■ PROVIDED PASSAGE
□ □ □ □ □

Forward
Discussion on data flows, router buffers issues for home setups using “bring what up have”
@joshuef If you want to check the setting I suggest might solve buffer exhaustions in home routers then skip to the end.
Examination of home setups and “bring what you have” impacts communications in the network.
Introduction
The Autonomi network is at the heart a distributed data and file storage system using the spare storage capacity that people have on their computers. One of the goals has always been to have people use resources that they already own which helps satisfy two other goals.
- an extremely distributed network unseen anywhere to date in the world where people around the world can participate in the network by not only using the network but importantly be able to provide the nodes and storage to bring this about.
- a decentralised network that is owned by no one and everyone on the earth equally. Also one that is not controlled by anyone or organisation, government, corporation yet collectively owned by everyone equally.
Low level communications if not measured can cause effects that appear to have other causes because of such things as packet loss and transfer delays. These may appear in metrics as nodes not being responsive, computers the node is run on being overloaded, the computers CPU usage rises due to errors but appears as overloaded computer.

□ □ □ □ □

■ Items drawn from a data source
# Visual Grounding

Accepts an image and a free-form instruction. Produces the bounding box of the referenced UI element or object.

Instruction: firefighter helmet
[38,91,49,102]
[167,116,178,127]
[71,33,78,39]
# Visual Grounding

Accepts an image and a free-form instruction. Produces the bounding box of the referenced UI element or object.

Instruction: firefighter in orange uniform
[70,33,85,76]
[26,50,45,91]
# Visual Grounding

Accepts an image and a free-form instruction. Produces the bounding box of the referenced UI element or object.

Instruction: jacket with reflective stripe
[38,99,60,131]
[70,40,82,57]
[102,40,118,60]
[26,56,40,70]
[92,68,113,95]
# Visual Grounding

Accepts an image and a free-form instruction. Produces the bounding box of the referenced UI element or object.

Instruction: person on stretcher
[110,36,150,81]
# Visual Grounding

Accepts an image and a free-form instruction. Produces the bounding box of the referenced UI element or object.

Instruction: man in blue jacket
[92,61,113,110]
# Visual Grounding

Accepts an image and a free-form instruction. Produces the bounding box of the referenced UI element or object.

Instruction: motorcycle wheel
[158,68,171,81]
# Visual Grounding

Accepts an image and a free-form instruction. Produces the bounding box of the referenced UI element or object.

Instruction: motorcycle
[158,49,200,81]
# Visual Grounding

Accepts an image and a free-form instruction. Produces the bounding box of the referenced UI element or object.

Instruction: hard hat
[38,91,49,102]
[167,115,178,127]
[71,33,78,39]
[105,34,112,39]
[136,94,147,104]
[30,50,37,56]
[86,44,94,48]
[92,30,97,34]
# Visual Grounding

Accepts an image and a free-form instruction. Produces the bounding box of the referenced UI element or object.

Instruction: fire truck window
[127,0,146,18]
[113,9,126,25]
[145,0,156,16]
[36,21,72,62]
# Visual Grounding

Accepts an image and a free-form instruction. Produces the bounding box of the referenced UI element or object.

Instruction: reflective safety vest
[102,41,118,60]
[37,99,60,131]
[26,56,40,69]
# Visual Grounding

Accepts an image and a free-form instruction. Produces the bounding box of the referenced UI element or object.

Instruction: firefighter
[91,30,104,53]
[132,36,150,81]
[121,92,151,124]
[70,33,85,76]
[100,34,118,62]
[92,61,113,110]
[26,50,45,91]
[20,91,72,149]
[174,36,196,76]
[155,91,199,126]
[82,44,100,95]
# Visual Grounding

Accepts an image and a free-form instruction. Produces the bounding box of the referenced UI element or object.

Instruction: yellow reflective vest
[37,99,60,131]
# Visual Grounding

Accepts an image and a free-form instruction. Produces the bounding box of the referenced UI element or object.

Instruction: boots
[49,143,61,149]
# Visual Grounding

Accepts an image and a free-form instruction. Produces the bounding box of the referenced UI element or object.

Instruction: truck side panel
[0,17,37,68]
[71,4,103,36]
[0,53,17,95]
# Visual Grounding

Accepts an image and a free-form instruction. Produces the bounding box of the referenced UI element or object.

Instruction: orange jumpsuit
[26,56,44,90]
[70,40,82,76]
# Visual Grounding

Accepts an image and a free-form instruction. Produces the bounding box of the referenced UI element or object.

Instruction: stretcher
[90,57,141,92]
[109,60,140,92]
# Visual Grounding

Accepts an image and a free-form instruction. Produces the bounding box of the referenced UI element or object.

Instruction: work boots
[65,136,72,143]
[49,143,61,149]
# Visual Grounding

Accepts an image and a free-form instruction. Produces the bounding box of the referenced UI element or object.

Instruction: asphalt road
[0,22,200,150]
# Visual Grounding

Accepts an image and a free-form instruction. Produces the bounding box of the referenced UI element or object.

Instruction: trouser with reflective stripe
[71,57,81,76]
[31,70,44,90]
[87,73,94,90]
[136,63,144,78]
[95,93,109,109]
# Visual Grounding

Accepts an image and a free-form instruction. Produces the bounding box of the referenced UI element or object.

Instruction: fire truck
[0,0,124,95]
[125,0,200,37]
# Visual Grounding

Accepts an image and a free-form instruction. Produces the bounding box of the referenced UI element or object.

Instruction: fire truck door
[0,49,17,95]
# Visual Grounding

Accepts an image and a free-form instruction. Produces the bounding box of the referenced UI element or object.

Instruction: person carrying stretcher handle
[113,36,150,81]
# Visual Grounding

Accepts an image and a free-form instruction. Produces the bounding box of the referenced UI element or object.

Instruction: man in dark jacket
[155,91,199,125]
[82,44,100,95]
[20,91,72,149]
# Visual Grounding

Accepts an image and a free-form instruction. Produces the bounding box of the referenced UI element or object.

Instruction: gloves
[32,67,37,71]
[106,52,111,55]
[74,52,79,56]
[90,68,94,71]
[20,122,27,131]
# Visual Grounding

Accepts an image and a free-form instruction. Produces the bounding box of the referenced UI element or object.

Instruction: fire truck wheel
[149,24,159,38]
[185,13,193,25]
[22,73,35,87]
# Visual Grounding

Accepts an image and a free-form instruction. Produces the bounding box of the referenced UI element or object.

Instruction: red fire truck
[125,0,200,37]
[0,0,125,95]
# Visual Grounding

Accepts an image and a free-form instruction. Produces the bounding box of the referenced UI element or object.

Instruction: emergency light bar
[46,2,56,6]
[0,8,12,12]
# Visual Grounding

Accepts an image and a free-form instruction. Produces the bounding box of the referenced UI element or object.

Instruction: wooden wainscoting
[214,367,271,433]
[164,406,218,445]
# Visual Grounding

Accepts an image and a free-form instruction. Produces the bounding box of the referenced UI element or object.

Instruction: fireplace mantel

□ □ □ □ □

■ PROBLEM SET
a. According to the forum post on home router buffers, what is the Autonomi network at its heart?
b. Extend the forum post on home router buffers past its final sentence, keeping to its subject and formal register.

■ RESULTS OF THE TASKS
a. It is a distributed data and file storage system that uses the spare storage capacity people have on their computers.

b.
In this summary of considering low level communications the impacts of using “bring what you have” will have on the quality of low level communications over the network and stability. As such the compute/storage provided will be assumed to be a typical computer from SBC to desktop since their comms will be similar. The examination on communications will look in to such things as
- What elements are people are bringing along in terms of network setup, switches, and routers
- How data moves through the users networking
- Touch on how data will flow through the internet (not done since this discussion is big and with time constraints. It is to do with packet errors causing whole records to be resent)
- How udp will affect how data flows and data sizing effects
Discussion
Background considerations
Autonomi is relying home users to be able to use the hardware they currently have now and not in the future. So while the network software has to be written with the future in mind, it still needs to be able to work in a satisfactory fashion where outages of large sections of the network happen.
Outages could include or be caused by but not be limited to things like, earthquakes, large power outages, fibre cables being cut/damaged (anchor, exit points damage, acts of war, maintenance, and so on), political actions, border router bugs/misconfiguration, solar.
For the network to survive it needs to be stable, not lose data, “feel safe/secure to users”, not so slow people stop using it, and does not cost an excessive amount, and people have easy ways to buy and use tokens.
This summary of low level communications is not concerned with most of the requirements for a network that will be adopted by the world. It is concerned with low level communications which has consequences around the stability of the network and affects communications speed. Speed of record flow has a number of components and low level communications is just some of the factors affecting record transfer feeds. This examination is not considering the processing time within the user’s nodes nor remote nodes, but does consider the communications.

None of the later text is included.